Stored items
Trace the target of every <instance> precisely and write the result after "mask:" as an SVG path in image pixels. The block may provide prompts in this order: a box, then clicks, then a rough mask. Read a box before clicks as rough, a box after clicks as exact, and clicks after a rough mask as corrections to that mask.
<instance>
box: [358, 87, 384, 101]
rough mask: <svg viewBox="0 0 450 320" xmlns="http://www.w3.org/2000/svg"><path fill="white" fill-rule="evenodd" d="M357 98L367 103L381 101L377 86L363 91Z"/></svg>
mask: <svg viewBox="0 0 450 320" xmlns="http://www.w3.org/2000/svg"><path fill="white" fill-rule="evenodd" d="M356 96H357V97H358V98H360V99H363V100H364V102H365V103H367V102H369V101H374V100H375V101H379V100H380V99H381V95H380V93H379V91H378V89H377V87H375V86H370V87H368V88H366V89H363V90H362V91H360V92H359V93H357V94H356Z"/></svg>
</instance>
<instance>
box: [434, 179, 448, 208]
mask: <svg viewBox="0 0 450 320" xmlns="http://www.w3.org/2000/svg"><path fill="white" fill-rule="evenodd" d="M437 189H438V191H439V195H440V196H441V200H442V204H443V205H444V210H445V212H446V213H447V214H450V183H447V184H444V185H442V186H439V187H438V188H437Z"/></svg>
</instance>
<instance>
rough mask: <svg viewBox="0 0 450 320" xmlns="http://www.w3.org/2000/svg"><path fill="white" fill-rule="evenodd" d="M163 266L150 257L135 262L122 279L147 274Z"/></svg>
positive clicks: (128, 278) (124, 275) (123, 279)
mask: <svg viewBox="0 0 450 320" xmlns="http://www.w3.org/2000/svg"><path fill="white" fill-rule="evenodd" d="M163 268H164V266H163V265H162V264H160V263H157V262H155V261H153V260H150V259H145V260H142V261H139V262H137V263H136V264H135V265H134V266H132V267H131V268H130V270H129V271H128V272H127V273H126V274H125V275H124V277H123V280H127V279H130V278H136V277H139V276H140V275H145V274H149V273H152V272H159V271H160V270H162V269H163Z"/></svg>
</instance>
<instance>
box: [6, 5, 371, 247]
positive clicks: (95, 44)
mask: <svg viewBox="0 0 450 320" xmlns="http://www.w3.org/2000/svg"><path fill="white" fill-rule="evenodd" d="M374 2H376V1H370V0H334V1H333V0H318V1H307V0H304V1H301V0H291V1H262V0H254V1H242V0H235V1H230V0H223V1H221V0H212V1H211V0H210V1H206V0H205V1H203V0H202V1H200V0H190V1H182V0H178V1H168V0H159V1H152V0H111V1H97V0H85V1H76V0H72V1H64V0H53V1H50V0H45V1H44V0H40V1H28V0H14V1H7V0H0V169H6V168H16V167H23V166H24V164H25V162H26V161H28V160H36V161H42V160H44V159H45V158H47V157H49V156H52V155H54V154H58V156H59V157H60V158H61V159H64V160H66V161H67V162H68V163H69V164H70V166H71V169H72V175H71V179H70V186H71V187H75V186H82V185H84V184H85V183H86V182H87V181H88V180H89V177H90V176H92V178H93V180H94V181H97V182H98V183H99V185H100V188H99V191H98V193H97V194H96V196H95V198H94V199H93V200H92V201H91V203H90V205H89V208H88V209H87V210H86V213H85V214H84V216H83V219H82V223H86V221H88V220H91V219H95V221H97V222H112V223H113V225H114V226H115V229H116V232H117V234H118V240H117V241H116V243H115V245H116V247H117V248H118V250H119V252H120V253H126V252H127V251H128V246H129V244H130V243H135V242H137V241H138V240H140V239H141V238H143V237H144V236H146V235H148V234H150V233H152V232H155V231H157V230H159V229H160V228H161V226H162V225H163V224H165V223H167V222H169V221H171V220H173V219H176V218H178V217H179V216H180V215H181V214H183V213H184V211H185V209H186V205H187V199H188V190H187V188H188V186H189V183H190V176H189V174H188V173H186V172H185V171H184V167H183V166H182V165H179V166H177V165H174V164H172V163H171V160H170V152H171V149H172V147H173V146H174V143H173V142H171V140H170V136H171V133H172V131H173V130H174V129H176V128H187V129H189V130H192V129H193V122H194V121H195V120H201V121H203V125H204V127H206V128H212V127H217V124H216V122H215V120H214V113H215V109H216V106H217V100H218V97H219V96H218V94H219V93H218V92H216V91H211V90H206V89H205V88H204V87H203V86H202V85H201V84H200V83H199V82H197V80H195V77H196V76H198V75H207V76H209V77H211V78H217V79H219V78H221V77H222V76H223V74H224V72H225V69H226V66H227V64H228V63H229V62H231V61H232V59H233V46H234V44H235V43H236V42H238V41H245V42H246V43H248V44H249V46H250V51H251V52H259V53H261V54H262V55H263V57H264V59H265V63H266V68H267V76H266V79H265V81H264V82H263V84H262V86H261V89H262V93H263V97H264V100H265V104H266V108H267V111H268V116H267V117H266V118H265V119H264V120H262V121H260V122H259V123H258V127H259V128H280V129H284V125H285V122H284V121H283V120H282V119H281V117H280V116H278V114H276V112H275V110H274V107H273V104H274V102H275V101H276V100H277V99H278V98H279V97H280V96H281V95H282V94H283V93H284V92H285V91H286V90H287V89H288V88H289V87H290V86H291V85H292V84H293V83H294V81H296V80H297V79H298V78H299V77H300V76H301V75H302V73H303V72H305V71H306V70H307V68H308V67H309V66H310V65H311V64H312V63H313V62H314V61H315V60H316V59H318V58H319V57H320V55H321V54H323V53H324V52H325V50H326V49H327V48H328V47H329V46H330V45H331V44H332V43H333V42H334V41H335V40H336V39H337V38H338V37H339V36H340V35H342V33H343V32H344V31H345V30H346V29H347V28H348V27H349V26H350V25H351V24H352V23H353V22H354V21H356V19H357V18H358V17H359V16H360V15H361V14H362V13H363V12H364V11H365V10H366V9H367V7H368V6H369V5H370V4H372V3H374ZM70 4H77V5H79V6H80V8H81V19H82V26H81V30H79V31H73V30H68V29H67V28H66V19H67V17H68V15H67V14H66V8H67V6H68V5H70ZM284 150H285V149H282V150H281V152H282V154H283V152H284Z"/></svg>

*Exercise objective*: Reproduce the data above in full. Leave nothing out.

*Answer section*:
Trace the target of every <instance> precisely and write the result after "mask:" as an SVG path in image pixels. The block may provide prompts in this order: a box, then clicks, then a rough mask. Read a box before clicks as rough, a box after clicks as exact, and clicks after a rough mask as corrections to that mask.
<instance>
box: [358, 87, 384, 101]
rough mask: <svg viewBox="0 0 450 320" xmlns="http://www.w3.org/2000/svg"><path fill="white" fill-rule="evenodd" d="M357 98L367 103L381 101L377 86L363 91Z"/></svg>
mask: <svg viewBox="0 0 450 320" xmlns="http://www.w3.org/2000/svg"><path fill="white" fill-rule="evenodd" d="M356 96H357V97H358V98H360V99H363V100H364V102H365V103H367V102H369V101H374V100H375V101H379V100H380V99H381V95H380V93H379V91H378V89H377V87H375V86H370V87H368V88H366V89H363V90H362V91H360V92H359V93H357V94H356Z"/></svg>
</instance>
<instance>
box: [434, 179, 448, 208]
mask: <svg viewBox="0 0 450 320" xmlns="http://www.w3.org/2000/svg"><path fill="white" fill-rule="evenodd" d="M437 189H438V191H439V195H440V196H441V200H442V204H443V205H444V210H445V212H446V213H447V214H450V183H447V184H444V185H442V186H439V187H438V188H437Z"/></svg>
</instance>
<instance>
rough mask: <svg viewBox="0 0 450 320" xmlns="http://www.w3.org/2000/svg"><path fill="white" fill-rule="evenodd" d="M163 266L150 257L135 262L122 279L147 274Z"/></svg>
positive clicks: (128, 278) (124, 275) (123, 279)
mask: <svg viewBox="0 0 450 320" xmlns="http://www.w3.org/2000/svg"><path fill="white" fill-rule="evenodd" d="M163 268H164V266H163V265H162V264H160V263H157V262H155V261H153V260H150V259H145V260H142V261H139V262H137V263H136V264H135V265H134V266H132V267H131V268H130V270H129V271H128V272H127V273H126V274H125V275H124V277H123V280H127V279H130V278H136V277H139V276H140V275H145V274H149V273H152V272H159V271H160V270H162V269H163Z"/></svg>
</instance>
<instance>
box: [6, 5, 371, 247]
positive clicks: (95, 44)
mask: <svg viewBox="0 0 450 320" xmlns="http://www.w3.org/2000/svg"><path fill="white" fill-rule="evenodd" d="M374 2H376V1H370V0H334V1H333V0H318V1H307V0H304V1H301V0H291V1H262V0H254V1H242V0H235V1H230V0H223V1H221V0H212V1H211V0H210V1H206V0H205V1H203V0H202V1H200V0H190V1H182V0H178V1H168V0H159V1H152V0H111V1H97V0H85V1H76V0H72V1H64V0H53V1H50V0H45V1H44V0H40V1H28V0H14V1H7V0H0V169H6V168H16V167H23V166H24V164H25V162H26V161H28V160H36V161H42V160H44V159H45V158H47V157H49V156H52V155H54V154H58V156H59V157H60V158H61V159H64V160H66V161H67V162H68V163H69V164H70V166H71V169H72V175H71V179H70V186H71V187H75V186H82V185H84V184H85V183H86V182H87V181H88V180H89V177H90V176H92V178H93V180H94V181H97V182H98V183H99V185H100V188H99V191H98V193H97V194H96V196H95V198H94V199H93V200H92V201H91V203H90V205H89V208H88V209H87V210H86V213H85V214H84V216H83V219H82V223H86V221H88V220H91V219H95V221H97V222H112V223H113V225H114V226H115V229H116V232H117V234H118V240H117V241H116V243H115V245H116V247H117V248H118V250H119V252H120V253H126V252H127V251H128V246H129V244H130V243H135V242H137V241H138V240H140V239H141V238H143V237H144V236H146V235H148V234H150V233H152V232H155V231H157V230H159V229H160V228H161V226H162V225H163V224H165V223H167V222H169V221H171V220H173V219H176V218H178V217H179V216H180V215H181V214H183V213H184V211H185V209H186V205H187V199H188V190H187V188H188V186H189V183H190V176H189V174H188V173H186V172H185V171H184V167H183V166H182V165H179V166H177V165H174V164H172V163H171V160H170V152H171V149H172V147H173V146H174V143H173V142H171V140H170V136H171V133H172V131H173V130H174V129H176V128H187V129H189V130H192V129H193V122H194V121H195V120H201V121H203V125H204V127H206V128H212V127H217V124H216V122H215V120H214V113H215V109H216V106H217V100H218V97H219V96H218V94H219V93H218V92H216V91H211V90H206V89H205V88H204V87H203V86H202V85H201V84H200V83H199V82H197V80H195V77H196V76H198V75H207V76H209V77H211V78H217V79H219V78H221V77H222V76H223V74H224V72H225V69H226V66H227V64H228V63H229V62H231V61H232V59H233V46H234V44H235V43H236V42H238V41H245V42H246V43H248V44H249V46H250V51H251V52H259V53H261V54H262V55H263V57H264V59H265V63H266V68H267V76H266V79H265V81H264V82H263V84H262V86H261V89H262V93H263V97H264V100H265V104H266V108H267V111H268V116H267V117H266V118H265V119H264V120H262V121H260V122H259V123H258V127H259V128H280V129H284V125H285V122H284V121H283V120H282V119H281V117H280V116H278V114H276V112H275V110H274V107H273V104H274V102H275V101H276V100H277V99H278V98H279V97H280V96H281V95H282V94H283V93H284V92H285V91H286V90H287V89H288V88H289V87H290V86H291V85H292V84H293V83H294V81H296V80H297V79H298V78H299V77H300V76H301V75H302V73H303V72H305V71H306V70H307V68H308V67H309V66H310V65H311V64H312V63H313V62H314V61H315V60H316V59H318V58H319V57H320V55H321V54H323V53H324V52H325V50H326V49H327V48H328V47H329V46H330V45H331V44H332V43H333V42H334V41H335V40H336V39H337V38H338V37H339V36H340V35H342V33H343V32H344V31H345V30H346V29H347V28H348V27H349V26H350V25H351V24H352V23H353V22H354V21H356V19H357V18H358V17H359V16H360V15H361V14H362V13H363V12H364V11H365V10H366V9H367V7H368V6H369V5H370V4H372V3H374ZM70 4H77V5H79V6H80V8H81V19H82V26H81V30H79V31H73V30H68V29H67V28H66V19H67V17H68V15H67V14H66V8H67V6H68V5H70ZM284 150H285V149H282V150H281V152H282V154H283V152H284Z"/></svg>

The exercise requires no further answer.